* Begin DATA IN THIS EXERCISE *

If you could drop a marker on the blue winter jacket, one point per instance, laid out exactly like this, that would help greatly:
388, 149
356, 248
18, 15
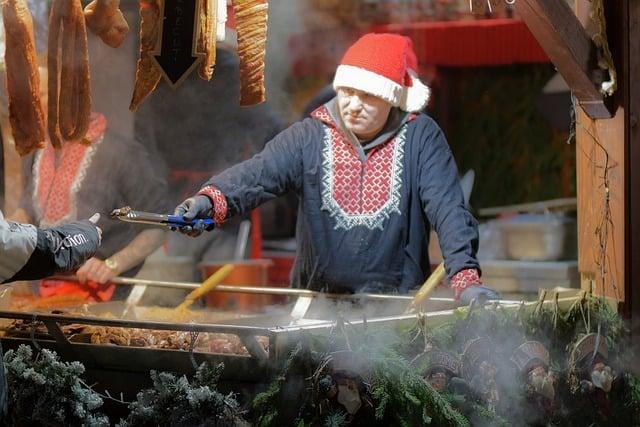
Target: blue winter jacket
364, 212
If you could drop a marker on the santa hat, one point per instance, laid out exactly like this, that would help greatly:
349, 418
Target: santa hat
384, 65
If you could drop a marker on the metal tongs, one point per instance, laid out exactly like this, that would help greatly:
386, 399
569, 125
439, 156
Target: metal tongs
170, 221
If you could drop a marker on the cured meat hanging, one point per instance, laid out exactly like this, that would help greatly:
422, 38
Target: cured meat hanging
105, 20
23, 82
207, 38
251, 25
69, 103
148, 74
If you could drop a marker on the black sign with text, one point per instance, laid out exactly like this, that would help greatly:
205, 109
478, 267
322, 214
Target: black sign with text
178, 32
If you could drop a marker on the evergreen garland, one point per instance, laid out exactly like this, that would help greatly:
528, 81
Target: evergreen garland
176, 401
45, 391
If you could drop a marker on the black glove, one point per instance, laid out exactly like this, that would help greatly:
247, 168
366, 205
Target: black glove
479, 293
195, 207
62, 249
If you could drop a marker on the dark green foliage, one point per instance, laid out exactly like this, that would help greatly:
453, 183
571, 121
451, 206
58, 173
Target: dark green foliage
176, 401
399, 395
45, 391
490, 118
403, 398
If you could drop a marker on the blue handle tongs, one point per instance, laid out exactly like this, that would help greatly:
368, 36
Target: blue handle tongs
170, 221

* End DATA IN THIS EXERCISE *

TASK INSTRUCTIONS
Edit all the entries above by replacing "drop a marker" with "place a point" and leaving everything else unchanged. Omit the pictures from the output.

WORKED ANSWER
If you could place a point on the blue winter jacket, one point per instance, laid out exactly like this, that would help greatly:
388, 149
356, 248
18, 15
Target: blue winter jacket
364, 212
If you could place a point on the santa hat, one point per instance, laid out exactly like this, that would help greatly:
349, 418
Target: santa hat
384, 65
If you could place a point on the metal tongs, one point per instance, laid out exactly like this, that would help greatly:
386, 399
569, 125
439, 156
Target: metal tongs
170, 221
If you could place a point on the cured meat hanging, one point per instance, laid out exactly like this, that would help greatly:
422, 38
Target: cured meat hanging
105, 20
23, 82
207, 38
251, 25
69, 103
148, 74
If you could place a point on the black sign with text, one point per instance, laid out exactly like this, that would help greatly:
205, 109
478, 267
322, 214
Target: black sign with text
178, 32
If you could place a point on the evergreen garland, one point per instance, laid out exactly like this, that would help greatly:
528, 81
Target: evergreen garland
176, 401
45, 391
If you could place a point on the black glove, one point per instance, laid out exactly like this, that would help greatly:
247, 168
366, 205
Target: black glove
479, 293
195, 207
62, 249
If you could place a point on the dark green foliage, one point per instance, laid out exactly like this, that would help greatly:
453, 183
571, 121
451, 206
58, 173
Target: dark green foliage
176, 401
399, 395
45, 391
490, 118
403, 398
If you could place a point on the blue handle tongs, one point per instance, laid out exactly like this, that would help greatly:
368, 36
Target: blue handle tongs
170, 221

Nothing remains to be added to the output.